> [GIVEN EXERCISE 1]
Answer these questions from the passage on nonaccrual land development loans, one per line:
(a) How many construction and land development credit relationships did the Company have in nonaccrual status at March 31, 2015?
(b) What was the total amount of the credit exposure outstanding at March 31, 2015?
(c) What does the Company order for balances between $100,000 and $250,000?

> [PASSAGE]
At March 31, 2015, the Company had eight construction and land development credit relationships in nonaccrual status. The borrowers for all of these relationships are residential land developers. All of the relationships are secured by the real estate to be developed and are in the Company’s central Virginia market. The total amount of the credit exposure outstanding at March 31, 2015 was $4.7 million. These loans have either been charged-down or sufficiently reserved against to equal the current expected realizable value.

 

There were no charge-offs related to these relationships during the first three months of 2015. The total amount of the allowance for loan losses attributed to all eight relationships was $598,000 at March 31, 2015, or 12.6% of the total credit exposure outstanding. The Company establishes its reserves as described above in Allowance for Loan Losses on Non-covered Loans in the Critical Accounting Policies section. In conjunction with the impairment analysis the Company performs as part of its allowance methodology, the Company ordered appraisals for all loans with balances in excess of $250,000 unless there existed an appraisal that was not older than 12 months. The Company orders an automated valuation for balances between $100,000 and $250,000 and uses a ratio analysis for balances less than $100,000. The Company maintains detailed analysis and other information for its allowance methodology, both for internal purposes and for review by its regulators.

> [RECORDED INFORMATION]
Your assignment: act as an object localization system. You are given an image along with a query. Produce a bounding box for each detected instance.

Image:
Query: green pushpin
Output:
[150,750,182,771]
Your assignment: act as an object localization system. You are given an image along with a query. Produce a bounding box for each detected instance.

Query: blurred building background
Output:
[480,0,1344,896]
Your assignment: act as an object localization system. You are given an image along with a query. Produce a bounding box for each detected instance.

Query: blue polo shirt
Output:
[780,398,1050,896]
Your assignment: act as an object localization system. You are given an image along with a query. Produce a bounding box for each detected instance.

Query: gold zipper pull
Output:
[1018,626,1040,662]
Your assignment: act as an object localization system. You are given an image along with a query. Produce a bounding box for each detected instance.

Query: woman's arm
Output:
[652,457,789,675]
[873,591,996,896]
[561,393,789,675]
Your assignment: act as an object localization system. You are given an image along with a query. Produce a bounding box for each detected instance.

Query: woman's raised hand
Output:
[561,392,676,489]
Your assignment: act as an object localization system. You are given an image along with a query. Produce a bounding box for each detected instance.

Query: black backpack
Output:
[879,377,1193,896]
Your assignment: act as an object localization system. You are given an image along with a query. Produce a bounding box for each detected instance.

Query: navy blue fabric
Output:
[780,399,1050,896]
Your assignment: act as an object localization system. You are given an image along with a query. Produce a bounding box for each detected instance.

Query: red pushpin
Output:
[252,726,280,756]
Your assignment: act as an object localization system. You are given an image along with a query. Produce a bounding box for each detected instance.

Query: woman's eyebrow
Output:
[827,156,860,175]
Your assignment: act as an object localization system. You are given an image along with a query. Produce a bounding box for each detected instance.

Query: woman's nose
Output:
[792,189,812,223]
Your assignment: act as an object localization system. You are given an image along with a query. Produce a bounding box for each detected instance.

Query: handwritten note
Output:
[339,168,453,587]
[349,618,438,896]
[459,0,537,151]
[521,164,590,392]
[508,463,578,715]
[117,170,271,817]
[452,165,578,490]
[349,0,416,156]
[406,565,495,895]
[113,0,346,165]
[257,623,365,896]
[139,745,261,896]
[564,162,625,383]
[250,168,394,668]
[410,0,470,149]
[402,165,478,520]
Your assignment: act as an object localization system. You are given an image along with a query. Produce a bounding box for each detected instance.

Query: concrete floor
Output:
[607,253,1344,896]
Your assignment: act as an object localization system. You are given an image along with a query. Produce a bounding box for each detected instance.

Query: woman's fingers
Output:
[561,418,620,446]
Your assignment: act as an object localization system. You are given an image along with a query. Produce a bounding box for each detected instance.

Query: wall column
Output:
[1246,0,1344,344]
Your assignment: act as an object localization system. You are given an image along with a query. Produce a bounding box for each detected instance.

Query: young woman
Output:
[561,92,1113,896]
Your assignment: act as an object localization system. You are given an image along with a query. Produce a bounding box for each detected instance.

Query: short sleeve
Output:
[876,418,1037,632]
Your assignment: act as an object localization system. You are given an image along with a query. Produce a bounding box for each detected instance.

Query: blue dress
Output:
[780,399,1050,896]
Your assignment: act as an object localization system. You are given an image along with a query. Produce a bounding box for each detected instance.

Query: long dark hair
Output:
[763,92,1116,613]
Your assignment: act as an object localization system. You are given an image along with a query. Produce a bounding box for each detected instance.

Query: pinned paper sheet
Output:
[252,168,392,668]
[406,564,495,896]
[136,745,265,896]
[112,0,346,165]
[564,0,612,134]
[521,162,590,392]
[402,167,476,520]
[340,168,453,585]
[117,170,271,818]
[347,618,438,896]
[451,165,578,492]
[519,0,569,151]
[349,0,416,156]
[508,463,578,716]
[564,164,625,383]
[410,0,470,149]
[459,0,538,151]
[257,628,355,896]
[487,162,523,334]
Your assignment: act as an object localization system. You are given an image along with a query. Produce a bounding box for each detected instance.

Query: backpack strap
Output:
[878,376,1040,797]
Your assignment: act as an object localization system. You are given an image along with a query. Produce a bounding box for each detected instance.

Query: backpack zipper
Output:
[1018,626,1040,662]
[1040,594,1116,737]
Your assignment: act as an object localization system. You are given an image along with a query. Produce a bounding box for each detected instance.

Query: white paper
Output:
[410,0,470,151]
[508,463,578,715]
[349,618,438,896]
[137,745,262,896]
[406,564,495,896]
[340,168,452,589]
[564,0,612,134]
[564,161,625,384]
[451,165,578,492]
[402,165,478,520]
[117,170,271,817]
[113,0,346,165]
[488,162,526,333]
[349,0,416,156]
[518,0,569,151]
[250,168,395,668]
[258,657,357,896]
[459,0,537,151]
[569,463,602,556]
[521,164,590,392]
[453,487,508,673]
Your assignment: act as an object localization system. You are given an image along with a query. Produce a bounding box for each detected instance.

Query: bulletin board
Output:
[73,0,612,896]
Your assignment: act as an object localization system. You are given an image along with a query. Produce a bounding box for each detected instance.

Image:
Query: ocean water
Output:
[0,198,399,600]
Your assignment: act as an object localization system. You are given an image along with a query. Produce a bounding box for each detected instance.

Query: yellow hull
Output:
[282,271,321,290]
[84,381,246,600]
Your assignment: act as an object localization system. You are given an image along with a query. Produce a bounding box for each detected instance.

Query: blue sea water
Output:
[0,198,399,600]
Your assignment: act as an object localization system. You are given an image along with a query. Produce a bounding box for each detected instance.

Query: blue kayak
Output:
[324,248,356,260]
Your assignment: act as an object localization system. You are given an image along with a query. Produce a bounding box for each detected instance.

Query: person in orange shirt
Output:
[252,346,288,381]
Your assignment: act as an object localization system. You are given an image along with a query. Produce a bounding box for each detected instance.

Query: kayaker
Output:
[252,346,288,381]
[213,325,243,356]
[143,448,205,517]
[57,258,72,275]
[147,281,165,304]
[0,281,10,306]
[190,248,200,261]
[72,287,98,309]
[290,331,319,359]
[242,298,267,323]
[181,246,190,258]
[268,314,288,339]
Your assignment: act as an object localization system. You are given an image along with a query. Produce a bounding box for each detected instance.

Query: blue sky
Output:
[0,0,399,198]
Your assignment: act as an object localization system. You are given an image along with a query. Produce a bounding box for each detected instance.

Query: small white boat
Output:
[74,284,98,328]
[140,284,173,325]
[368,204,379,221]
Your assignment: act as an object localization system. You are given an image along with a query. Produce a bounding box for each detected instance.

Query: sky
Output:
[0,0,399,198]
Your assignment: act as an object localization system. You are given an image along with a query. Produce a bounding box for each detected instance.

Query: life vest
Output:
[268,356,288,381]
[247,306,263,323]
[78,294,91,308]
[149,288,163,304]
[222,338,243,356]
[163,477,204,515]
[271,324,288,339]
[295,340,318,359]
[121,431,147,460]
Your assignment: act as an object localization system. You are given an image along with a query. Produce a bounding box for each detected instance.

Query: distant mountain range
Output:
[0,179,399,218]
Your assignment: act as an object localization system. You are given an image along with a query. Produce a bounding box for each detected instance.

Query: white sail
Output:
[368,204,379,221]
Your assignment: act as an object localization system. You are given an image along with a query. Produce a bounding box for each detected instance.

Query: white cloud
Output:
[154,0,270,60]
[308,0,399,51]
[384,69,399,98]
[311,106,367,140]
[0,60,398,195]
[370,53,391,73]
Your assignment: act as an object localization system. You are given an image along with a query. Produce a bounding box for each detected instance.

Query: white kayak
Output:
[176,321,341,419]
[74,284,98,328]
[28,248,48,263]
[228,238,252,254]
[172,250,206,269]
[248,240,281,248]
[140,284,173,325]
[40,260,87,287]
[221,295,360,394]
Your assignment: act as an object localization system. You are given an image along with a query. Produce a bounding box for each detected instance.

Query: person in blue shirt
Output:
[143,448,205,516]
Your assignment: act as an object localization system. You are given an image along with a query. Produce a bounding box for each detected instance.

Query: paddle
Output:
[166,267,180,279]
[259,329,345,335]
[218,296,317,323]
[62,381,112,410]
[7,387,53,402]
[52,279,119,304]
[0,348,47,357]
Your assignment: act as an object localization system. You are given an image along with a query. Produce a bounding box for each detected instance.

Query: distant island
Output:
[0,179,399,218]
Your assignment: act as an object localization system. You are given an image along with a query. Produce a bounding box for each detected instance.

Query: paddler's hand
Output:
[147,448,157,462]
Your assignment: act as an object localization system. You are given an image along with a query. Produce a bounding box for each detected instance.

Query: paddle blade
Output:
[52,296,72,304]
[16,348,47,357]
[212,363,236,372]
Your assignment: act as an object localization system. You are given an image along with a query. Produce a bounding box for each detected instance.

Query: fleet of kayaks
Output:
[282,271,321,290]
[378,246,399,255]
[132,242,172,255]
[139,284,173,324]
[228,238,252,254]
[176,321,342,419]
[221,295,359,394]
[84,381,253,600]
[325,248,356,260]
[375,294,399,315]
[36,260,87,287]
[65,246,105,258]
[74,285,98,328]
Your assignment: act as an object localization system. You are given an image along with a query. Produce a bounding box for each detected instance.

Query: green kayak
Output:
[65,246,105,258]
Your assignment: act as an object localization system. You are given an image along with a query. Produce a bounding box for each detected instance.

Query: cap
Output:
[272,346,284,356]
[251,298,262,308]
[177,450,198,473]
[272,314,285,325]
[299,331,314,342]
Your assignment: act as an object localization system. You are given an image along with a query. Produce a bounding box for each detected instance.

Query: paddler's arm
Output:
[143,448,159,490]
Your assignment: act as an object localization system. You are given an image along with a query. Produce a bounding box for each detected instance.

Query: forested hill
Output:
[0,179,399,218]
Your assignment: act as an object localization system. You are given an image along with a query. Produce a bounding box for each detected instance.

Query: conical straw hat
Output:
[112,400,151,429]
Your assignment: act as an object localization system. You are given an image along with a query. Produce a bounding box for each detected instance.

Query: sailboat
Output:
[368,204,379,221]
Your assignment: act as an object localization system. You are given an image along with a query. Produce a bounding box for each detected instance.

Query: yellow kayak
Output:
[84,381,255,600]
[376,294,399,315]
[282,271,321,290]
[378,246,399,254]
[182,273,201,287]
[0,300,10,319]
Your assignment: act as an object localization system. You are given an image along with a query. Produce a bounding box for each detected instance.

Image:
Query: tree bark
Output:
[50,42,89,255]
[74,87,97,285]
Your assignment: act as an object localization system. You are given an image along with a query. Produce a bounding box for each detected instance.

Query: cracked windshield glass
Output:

> [GIVEN EXERCISE 2]
Pull out every line of the listing that contains the word "person".

> [WRITTEN REPLY 1]
(a) Eight
(b) $4.7 million
(c) An automated valuation

> [WRITTEN REPLY 2]
Query: person in orange shirt
Query: person in blue shirt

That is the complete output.